#### AIM OF THE TASK:
Answer each question from the Hartford housing article below.
1. How old is Crystal Carter, and how many children does she have?
2. What color was the siding on the duplex's first floor?
3. How large is the Trinity College campus?

#### READING TEXT:
___
How Wealthy Towns Keep People With Housing Vouchers Out — ProPublica

This article was produced in partnership with The Connecticut Mirror, which is a member of the ProPublica Local Reporting Network.

ProPublica is a nonprofit newsroom that investigates abuses of power. Sign up to receive our biggest stories as soon as they’re published.

HARTFORD, Conn. — On a sweltering Saturday afternoon last June, Crystal Carter took a deep breath as she walked toward the red “for rent” sign.

Shaded by tall oak trees, the three-story duplex looked cozy. The first floor siding was painted yellow, with white railings leading to the front door. The windows appeared new, the lawn freshly cut.

Although the property was in Barry Square, on the edge of a struggling area in southern Hartford, the family outside buoyed Carter’s spirits. Four children giggled in a recliner in the front yard, singing along to the radio while their father packed a moving truck. Across the street were Trinity College’s dignified brick pillars, the entry to the elite school’s 100-acre campus.

Carter tried to tamp down her excitement, but this looked like the kind of place the 48-year-old single mother so desperately wanted for her five kids: no mouse traps, no chipped paint trying to camouflage mold.

He put down a crate and offered her a tour of the first-floor, four-bedroom unit. Inside, she marveled at the modern kitchen, finished hardwood floors and large closets.
___
#### MATERIAL SUPPLIED:
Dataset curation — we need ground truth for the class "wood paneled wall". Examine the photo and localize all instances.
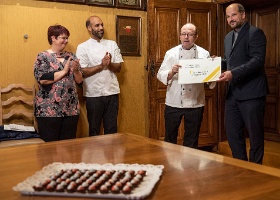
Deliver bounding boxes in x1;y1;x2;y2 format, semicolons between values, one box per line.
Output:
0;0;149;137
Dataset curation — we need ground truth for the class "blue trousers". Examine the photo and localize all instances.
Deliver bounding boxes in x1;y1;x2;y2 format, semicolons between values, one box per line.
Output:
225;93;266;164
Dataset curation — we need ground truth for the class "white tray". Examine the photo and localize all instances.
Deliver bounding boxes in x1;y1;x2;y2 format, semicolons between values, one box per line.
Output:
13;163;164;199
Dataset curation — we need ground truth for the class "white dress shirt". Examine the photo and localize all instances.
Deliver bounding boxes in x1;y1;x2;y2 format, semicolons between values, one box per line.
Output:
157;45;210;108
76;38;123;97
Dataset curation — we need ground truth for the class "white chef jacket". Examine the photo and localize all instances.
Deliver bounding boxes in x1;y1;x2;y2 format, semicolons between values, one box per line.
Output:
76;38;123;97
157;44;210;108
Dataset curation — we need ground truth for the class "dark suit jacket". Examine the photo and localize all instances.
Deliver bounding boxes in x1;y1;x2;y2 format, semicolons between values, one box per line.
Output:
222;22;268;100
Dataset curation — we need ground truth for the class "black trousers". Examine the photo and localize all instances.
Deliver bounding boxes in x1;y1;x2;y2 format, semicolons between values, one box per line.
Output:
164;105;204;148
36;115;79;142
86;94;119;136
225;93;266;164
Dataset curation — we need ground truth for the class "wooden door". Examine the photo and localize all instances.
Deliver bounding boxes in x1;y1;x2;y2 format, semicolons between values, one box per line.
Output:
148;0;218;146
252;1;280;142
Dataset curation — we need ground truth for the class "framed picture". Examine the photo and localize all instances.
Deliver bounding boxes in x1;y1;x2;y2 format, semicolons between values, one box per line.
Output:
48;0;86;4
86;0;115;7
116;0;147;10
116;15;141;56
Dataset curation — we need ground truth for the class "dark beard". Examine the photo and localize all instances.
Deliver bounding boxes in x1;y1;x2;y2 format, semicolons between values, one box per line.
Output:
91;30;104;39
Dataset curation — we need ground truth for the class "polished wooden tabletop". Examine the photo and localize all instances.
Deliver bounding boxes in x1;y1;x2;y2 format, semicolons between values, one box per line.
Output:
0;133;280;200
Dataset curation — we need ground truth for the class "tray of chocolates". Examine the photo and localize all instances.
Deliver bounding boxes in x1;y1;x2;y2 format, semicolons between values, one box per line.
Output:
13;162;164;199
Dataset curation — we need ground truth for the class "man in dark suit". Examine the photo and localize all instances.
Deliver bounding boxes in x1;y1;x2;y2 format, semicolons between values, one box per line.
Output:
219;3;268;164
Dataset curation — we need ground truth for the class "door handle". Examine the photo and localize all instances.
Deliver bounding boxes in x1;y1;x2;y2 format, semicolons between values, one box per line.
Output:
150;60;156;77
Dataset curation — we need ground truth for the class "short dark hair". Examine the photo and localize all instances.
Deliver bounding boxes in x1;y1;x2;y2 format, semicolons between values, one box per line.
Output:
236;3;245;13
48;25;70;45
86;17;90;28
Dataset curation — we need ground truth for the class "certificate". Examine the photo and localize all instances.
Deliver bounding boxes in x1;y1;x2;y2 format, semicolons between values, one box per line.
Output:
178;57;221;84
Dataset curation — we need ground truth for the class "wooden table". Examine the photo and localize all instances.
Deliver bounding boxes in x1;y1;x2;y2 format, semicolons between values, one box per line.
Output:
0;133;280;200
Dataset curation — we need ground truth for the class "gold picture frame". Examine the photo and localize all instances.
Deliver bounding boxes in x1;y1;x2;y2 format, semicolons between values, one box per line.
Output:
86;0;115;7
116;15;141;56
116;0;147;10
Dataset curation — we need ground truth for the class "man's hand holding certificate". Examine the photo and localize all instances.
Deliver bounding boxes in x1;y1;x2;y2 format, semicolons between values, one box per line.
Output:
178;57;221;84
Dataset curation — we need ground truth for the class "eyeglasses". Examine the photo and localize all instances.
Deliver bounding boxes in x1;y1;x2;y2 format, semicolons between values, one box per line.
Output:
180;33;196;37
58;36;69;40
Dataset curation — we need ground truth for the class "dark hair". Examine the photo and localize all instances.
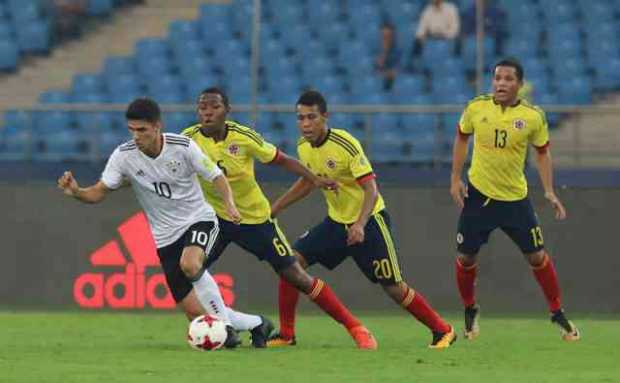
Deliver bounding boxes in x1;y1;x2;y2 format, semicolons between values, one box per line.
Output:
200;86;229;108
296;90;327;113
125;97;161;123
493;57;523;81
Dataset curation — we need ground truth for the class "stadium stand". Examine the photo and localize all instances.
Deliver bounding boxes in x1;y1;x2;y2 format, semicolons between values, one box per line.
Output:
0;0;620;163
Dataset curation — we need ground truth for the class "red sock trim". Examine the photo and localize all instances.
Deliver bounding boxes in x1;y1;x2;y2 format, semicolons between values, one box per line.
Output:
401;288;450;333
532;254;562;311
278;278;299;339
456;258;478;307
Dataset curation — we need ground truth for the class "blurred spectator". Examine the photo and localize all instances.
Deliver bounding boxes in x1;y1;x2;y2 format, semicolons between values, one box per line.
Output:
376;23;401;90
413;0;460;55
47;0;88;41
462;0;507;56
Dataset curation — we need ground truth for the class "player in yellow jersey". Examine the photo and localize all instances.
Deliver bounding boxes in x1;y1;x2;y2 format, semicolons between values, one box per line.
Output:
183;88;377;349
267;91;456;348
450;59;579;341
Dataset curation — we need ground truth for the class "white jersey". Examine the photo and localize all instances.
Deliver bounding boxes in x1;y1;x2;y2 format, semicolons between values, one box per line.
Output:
___
#### WORKED SOLUTION:
1. She is 48 and has five children.
2. Yellow.
3. 100 acres.